Exercises ▸
A. Translate this sentence from the passage on government job cuts into Spanish: "But the survey of households that the unemployment rate is based on suggests the government job cuts have been much, much worse."
B. Summarize the passage on government job cuts in two sentences.
C. Reproduce word for word the stretch of the passage on government job cuts that begins at the words "In April the" and stops after "establishment survey has.".

One reason the unemployment rate may have remained persistently high: The sharp cuts in state and local government spending in the wake of the 2008 financial crisis, and the layoffs those cuts wrought.

The Labor Department’s establishment survey of employers — the jobs count that it bases its payroll figures on — shows that the government has been steadily shedding workers since the crisis struck, with 586,000 fewer jobs than in December 2008. Friday’s employment report showed the cuts continued in April, with 15,000 government jobs lost.

But the survey of households that the unemployment rate is based on suggests the government job cuts have been much, much worse.

In April the household survey showed that that there were 442,000 fewer people working in government than in March. The household survey has a much smaller sample size than the establishment survey, and so is prone to volatility, but the magnitude of the drop is striking: It marks the largest decline on both an absolute and a percentage basis on record going back to 1948. Moreover, the household survey has consistently showed bigger drops in government employment than the establishment survey has.

Rows from a pointing dataset
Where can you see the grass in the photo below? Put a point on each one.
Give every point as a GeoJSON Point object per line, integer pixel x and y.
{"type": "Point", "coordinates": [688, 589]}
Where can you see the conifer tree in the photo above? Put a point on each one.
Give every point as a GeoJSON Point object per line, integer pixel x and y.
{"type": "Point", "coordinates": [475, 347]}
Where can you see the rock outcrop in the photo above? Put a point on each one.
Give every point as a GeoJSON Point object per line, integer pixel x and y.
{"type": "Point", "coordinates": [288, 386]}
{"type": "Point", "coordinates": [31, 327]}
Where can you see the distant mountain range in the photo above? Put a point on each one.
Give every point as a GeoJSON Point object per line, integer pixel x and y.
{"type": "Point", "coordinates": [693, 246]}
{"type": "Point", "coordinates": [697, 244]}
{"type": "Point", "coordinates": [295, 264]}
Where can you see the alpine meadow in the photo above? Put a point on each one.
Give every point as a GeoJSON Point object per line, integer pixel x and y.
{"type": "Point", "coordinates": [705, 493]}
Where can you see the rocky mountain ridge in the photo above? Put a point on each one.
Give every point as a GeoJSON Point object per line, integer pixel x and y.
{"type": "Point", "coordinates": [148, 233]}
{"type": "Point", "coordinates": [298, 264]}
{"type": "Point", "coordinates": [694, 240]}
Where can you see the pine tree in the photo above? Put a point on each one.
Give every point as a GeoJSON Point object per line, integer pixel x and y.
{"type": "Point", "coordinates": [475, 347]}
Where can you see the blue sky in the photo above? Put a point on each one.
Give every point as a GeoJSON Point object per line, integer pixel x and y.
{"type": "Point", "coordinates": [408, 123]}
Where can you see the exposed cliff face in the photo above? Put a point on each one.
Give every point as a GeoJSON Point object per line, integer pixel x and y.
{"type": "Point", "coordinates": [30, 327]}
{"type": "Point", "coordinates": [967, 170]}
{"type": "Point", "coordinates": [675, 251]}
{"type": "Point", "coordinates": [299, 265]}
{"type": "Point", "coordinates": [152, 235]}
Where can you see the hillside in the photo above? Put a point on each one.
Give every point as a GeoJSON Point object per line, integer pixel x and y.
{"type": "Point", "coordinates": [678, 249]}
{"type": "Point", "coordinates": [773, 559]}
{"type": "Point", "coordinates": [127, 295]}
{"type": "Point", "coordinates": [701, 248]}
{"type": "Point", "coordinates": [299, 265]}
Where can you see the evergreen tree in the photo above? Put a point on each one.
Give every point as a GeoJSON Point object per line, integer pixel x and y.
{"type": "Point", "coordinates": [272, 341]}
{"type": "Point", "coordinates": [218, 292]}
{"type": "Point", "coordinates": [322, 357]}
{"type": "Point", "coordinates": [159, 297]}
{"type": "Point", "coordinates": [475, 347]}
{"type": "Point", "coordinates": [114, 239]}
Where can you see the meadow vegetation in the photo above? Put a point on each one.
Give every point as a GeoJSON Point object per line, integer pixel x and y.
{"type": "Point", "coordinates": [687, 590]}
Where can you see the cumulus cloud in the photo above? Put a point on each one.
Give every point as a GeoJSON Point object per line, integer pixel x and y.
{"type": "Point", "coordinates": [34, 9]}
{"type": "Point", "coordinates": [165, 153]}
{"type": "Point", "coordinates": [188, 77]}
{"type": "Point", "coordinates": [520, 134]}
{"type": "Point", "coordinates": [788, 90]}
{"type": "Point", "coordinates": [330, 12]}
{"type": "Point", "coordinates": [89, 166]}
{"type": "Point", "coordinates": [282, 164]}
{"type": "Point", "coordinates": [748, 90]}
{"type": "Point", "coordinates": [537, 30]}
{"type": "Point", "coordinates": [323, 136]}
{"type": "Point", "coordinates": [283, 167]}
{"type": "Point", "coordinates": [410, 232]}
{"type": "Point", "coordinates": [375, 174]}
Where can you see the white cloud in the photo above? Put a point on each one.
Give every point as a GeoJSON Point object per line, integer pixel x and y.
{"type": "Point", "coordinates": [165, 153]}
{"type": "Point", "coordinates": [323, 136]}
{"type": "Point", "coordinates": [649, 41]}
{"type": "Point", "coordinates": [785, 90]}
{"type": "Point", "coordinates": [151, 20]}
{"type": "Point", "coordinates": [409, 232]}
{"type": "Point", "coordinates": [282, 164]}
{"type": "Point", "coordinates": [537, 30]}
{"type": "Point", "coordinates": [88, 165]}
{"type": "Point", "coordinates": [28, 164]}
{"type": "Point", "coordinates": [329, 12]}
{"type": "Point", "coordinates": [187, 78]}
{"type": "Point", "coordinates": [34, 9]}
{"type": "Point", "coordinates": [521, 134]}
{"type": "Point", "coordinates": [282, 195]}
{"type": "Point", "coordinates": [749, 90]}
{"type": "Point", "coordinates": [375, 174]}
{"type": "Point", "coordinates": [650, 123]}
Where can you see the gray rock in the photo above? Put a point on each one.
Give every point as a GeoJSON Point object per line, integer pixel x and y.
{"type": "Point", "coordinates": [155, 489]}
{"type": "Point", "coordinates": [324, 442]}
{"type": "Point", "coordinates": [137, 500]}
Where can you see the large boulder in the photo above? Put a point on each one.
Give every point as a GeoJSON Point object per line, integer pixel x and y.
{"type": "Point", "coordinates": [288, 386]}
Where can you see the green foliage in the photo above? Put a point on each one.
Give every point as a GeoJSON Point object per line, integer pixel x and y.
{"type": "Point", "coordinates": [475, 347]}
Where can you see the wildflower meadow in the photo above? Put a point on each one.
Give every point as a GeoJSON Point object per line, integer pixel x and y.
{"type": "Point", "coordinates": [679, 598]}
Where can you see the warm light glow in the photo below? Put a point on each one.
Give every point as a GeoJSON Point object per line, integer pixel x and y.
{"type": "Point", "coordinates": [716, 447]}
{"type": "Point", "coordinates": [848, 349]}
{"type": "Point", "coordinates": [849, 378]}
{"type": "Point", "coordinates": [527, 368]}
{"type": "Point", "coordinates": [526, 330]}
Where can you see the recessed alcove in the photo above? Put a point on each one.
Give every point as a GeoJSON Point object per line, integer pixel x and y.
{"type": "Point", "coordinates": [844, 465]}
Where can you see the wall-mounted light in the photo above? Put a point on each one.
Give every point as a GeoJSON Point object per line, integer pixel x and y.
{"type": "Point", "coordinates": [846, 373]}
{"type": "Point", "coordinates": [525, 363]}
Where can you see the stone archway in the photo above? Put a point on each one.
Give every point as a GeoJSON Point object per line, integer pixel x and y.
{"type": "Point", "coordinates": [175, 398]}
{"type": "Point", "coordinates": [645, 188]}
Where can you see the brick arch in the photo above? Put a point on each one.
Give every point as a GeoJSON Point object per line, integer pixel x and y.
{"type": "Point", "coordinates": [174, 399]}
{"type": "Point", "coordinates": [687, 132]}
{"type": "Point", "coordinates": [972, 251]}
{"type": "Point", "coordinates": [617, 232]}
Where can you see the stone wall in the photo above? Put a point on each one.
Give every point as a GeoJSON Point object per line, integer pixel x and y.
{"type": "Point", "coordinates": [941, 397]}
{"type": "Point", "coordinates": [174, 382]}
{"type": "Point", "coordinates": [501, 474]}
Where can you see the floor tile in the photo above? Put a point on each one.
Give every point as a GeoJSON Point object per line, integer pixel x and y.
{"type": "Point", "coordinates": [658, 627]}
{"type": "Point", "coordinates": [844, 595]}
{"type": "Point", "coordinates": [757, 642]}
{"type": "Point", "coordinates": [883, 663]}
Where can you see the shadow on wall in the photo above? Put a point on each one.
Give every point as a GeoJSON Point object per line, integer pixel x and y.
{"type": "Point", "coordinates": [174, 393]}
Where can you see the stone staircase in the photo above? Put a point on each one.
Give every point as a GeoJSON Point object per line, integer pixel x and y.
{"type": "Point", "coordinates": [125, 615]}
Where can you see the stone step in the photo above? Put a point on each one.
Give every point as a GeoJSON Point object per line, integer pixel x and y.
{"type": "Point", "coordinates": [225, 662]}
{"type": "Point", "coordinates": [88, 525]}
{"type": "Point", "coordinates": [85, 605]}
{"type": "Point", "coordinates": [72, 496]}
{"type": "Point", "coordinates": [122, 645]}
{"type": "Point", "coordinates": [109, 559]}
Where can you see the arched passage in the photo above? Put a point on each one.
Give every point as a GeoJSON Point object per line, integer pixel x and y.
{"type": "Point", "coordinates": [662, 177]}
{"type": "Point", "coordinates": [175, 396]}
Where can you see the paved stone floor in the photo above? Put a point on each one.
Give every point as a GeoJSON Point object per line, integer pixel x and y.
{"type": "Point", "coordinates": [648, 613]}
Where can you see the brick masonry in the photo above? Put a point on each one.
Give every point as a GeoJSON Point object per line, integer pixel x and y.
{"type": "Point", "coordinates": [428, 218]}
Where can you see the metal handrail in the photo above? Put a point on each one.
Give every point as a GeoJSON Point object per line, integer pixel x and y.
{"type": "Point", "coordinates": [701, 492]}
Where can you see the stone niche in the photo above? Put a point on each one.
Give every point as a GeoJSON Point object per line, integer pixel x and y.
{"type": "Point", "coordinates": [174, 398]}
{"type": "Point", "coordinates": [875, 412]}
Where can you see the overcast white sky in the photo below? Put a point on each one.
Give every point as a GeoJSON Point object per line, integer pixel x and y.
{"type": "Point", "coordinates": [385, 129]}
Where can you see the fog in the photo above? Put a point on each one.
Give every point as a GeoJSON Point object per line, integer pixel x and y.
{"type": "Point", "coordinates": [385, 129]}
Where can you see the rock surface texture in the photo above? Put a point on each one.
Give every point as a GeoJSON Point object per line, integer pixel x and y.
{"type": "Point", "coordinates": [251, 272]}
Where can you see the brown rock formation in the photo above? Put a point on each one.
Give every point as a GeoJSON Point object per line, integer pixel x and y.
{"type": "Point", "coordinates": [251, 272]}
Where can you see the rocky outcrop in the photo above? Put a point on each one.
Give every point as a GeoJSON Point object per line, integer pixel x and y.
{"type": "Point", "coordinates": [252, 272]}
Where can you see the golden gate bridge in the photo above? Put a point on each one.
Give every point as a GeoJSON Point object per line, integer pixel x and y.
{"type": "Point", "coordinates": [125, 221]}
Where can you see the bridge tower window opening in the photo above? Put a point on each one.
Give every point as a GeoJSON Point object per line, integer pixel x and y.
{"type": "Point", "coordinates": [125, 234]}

Written responses ▸
A. Pero la encuesta de hogares en la que se basa la tasa de desempleo sugiere que los recortes de empleo en el gobierno han sido mucho, mucho peores.

B. Government has been steadily shedding workers since the 2008 financial crisis: the Labor Department's establishment survey counts 586,000 fewer jobs than in December 2008, with another 15,000 lost in April. The household survey, which the unemployment rate is based on, suggests much worse cuts, showing 442,000 fewer people working in government in April than in March, the largest decline on record going back to 1948.

C.
In April the household survey showed that that there were 442,000 fewer people working in government than in March. The household survey has a much smaller sample size than the establishment survey, and so is prone to volatility, but the magnitude of the drop is striking: It marks the largest decline on both an absolute and a percentage basis on record going back to 1948. Moreover, the household survey has consistently showed bigger drops in government employment than the establishment survey has.